Dans le sein confortable de ses intrigues et de ses personnages se dissimule un message profondément judéo-chrétien. Les enfants se sentent chez eux, en sécurité derrière les murs accueillants et impénétrables de Poudlard. Mais s'il est une chose qui puisse les traverser «ni vu ni connu», ce sont les motivations profondes des protagonistes qui y évoluent. L'art, disait encore Nietzsche, ne ment pas.

On peut enrober le messianisme dans autant de péripéties et de métaphores qu'il en faut pour en faire sept ouvrages bien épais, on ne peut pas l'empêcher de porter (phorein) au-delà (meta-) de celles-ci les valeurs qu'elles camouflent. Or, en le rendant abordable et agréable au lectorat du XXIe siècle, J. K. Rowling a su porter ce message à celui qu'il concernait: le citoyen moyen.

La figure du sauveur

Nous pouvons légitimement penser que l'accessibilité de la série des Harry Potter est plus qu'un artifice commercial — même si elle en est un aussi. Envisageons-la plutôt comme un effet nécessaire du message qui l'inspire. La popularité contemporaine du messianisme actualise la figure du sauveur. Bien sûr, en la remettant au goût du jour, elle lui confère une nouvelle jeunesse, mais elle lui donne aussi du même coup une voie pour se réaliser encore aujourd'hui.

— Données fournies —

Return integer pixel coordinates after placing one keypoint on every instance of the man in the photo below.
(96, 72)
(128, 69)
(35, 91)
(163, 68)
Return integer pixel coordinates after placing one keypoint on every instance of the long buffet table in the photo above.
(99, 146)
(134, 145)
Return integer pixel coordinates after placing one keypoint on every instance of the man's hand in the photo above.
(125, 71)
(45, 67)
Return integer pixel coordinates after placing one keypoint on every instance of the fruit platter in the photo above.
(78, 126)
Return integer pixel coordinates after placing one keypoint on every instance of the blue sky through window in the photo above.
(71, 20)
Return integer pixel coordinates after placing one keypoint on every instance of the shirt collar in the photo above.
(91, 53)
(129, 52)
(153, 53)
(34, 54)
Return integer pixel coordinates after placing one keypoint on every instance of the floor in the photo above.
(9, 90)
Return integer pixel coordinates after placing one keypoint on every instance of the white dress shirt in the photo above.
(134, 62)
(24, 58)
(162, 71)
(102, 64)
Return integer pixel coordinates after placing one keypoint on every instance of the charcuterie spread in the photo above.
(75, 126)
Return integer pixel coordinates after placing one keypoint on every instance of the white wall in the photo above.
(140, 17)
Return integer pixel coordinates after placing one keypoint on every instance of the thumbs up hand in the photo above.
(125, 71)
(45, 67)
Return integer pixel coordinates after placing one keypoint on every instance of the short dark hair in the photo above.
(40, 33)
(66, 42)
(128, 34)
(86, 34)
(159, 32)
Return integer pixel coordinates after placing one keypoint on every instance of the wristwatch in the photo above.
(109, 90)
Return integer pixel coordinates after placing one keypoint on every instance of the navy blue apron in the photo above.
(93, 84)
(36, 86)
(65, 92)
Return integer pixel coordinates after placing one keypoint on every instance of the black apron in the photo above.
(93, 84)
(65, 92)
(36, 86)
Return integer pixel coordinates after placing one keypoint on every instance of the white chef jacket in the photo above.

— Consignes —
• A. Répondez aux questions suivantes d'après l'extrait sur Harry Potter.
(i) Derrière quels murs les enfants se sentent-ils en sécurité ?
(ii) En combien d'ouvrages le messianisme peut-il être enrobé, selon l'extrait ?
(iii) À qui J. K. Rowling a-t-elle su porter ce message ?
• B. Recopiez fidèlement le passage de l'extrait sur Harry Potter qui va de «On peut enrober» à «le citoyen moyen.».
• C. Indiquez si chacune des affirmations suivantes concorde avec l'extrait sur Harry Potter, en répondant par oui ou par non et en citant les mots décisifs du texte.
(i) Le message dissimulé dans les intrigues est qualifié de judéo-chrétien.
(ii) L'accessibilité de la série n'est en rien un artifice commercial.
(iii) Selon Nietzsche, l'art ment.

— Corrigé —
• A.
(i) Derrière les murs accueillants et impénétrables de Poudlard.
(ii) En sept ouvrages bien épais.
(iii) Au citoyen moyen.

• B.
On peut enrober le messianisme dans autant de péripéties et de métaphores qu'il en faut pour en faire sept ouvrages bien épais, on ne peut pas l'empêcher de porter (phorein) au-delà (meta-) de celles-ci les valeurs qu'elles camouflent. Or, en le rendant abordable et agréable au lectorat du XXIe siècle, J. K. Rowling a su porter ce message à celui qu'il concernait: le citoyen moyen.

• C.
(i) Oui : «se dissimule un message profondément judéo-chrétien».
(ii) Non : «plus qu'un artifice commercial — même si elle en est un aussi».
(iii) Non : «L'art, disait encore Nietzsche, ne ment pas».